Extract:
After nearly a year, Wiseman’s patience paid off as he succeeded in transferring the 20 remaining Mercury through Gemini 1-inch 30-track tapes and the 36 tapes left over from the Apollo-Soyuz Test Project. "We now have all of the older format mission audio tapes transferred" said Wiseman. "We’ll still keep around the Soundscriber just in case we find any other older format tapes that need to be transferred, but I’m pretty sure we got them all."

As part of the dubbing project, Wiseman assembled a detailed database listing every mission audio tape from Mercury through Apollo housed in JSC’s PAO vault collection. The tape database is an invaluable historical reference tool as it lists in column form (left to right) the following information:

Researchers can use the mission transcript scans on this CD to search particular words or phrases spoken during a mission, find the GMT or MET when they were said, and use the tape database to then find the actual audio tape.

Those fortunate enough to listen to any of the actual mission control air-to-ground audiotapes will notice a high-pitched beep emitted before and after every air-to-ground communication between mission control and the astronauts. This sound is called a Quindar tone. Steve Schindler, an engineer with voice systems engineering at NASA’s Kennedy Space Center, offers the following history of its origins.

Exercise goal: Pick up the piece on NASA's mission audio tapes after its last sentence and keep writing it.

Excerpted data:
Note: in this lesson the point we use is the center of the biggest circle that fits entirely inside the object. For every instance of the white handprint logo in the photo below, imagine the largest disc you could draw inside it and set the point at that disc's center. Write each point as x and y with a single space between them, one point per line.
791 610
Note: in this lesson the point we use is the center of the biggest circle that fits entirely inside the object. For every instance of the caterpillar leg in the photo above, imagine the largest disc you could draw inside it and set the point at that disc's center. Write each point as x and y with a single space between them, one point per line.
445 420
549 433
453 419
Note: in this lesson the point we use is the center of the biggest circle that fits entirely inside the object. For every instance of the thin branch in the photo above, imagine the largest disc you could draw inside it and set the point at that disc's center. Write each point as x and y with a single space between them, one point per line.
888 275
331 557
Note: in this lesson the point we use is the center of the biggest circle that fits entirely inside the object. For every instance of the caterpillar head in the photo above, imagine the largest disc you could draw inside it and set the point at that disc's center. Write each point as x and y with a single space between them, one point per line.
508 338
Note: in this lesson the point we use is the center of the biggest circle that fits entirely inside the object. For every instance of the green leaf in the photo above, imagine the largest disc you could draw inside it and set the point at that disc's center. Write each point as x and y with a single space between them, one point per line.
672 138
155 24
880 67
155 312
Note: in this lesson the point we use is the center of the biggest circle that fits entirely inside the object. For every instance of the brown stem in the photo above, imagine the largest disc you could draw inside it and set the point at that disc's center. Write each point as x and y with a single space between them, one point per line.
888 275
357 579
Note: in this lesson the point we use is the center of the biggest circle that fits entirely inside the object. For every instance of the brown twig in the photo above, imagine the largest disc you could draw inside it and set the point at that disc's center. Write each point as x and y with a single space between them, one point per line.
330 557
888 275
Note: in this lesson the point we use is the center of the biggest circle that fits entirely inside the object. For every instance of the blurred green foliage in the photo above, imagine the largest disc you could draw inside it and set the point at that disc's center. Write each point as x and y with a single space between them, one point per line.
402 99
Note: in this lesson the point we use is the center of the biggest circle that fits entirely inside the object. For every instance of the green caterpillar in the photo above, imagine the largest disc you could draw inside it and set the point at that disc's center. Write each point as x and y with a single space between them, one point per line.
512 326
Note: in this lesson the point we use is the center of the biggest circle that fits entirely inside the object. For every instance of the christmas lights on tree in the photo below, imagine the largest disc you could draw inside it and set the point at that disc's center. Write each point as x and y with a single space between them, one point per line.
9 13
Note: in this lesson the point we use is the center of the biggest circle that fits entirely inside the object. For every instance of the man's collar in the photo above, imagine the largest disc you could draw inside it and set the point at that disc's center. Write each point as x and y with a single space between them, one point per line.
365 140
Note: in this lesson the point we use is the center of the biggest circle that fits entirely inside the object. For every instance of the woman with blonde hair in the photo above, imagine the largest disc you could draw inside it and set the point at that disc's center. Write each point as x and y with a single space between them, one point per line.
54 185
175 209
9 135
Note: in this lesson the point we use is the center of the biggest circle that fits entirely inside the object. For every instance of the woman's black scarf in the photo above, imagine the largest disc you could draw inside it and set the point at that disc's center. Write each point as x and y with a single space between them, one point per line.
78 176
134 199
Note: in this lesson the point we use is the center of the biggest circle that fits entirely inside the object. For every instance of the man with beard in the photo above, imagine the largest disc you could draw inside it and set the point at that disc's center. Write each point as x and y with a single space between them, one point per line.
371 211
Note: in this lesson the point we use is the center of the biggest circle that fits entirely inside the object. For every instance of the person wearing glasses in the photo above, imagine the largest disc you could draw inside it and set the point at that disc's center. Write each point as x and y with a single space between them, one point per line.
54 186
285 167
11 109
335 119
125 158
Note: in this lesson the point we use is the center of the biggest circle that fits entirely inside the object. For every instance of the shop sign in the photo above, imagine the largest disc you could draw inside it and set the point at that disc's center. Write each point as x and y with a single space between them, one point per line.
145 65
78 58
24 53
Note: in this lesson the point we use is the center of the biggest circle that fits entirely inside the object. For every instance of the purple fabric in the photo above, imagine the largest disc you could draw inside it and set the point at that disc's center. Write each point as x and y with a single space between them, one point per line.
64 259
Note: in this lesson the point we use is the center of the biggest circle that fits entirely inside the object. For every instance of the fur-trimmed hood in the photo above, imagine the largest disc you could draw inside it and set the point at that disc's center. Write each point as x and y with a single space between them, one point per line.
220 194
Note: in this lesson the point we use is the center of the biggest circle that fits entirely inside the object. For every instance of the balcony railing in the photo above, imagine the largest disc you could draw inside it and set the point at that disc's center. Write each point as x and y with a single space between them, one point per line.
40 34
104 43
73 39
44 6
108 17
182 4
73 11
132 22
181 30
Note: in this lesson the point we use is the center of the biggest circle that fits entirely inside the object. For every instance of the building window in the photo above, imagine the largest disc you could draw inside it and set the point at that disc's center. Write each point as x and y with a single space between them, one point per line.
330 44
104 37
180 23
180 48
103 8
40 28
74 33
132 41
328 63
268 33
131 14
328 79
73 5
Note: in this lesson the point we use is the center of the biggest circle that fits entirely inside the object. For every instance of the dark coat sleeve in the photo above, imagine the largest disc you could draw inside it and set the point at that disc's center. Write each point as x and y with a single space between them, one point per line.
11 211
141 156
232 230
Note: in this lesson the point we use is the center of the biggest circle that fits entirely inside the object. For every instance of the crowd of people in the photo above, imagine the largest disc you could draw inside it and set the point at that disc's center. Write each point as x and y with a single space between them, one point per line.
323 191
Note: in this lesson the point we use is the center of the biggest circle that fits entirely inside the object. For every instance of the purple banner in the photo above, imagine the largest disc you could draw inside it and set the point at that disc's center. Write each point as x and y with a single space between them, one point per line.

Answer to this task:
"Quindar tones, named after the manufacturer of the tone generation and detection equipment, are actually used to turn on and off, or "key," the remote transmitters at the various tracking stations (Merritt Island Launch Area–now Kennedy Space Center, Bermuda, Australia, etc.) that were used to communicate with the Mercury through Apollo spacecraft and, in some cases, are still used with the Space Shuttle. A one-half second tone burst is generated when someone in a control room depresses the push-to-talk (PTT) button of their headset. The decoder at the remote transmitter site detects this tone and keys the transmitter. When the PTT button is released a different frequency tone burst is generated. When the decoder detects this second tone, it unkeys the transmitter. Because the telephone lines between the control rooms and the remote transmitters were originally designed to carry only voice frequencies, the tones had to be in the voice frequency range ("in-band signaling") and thus audible to humans. The tone signaling could have been done on a separate phone line, but to keep costs down, signaling and audio were done on the same line."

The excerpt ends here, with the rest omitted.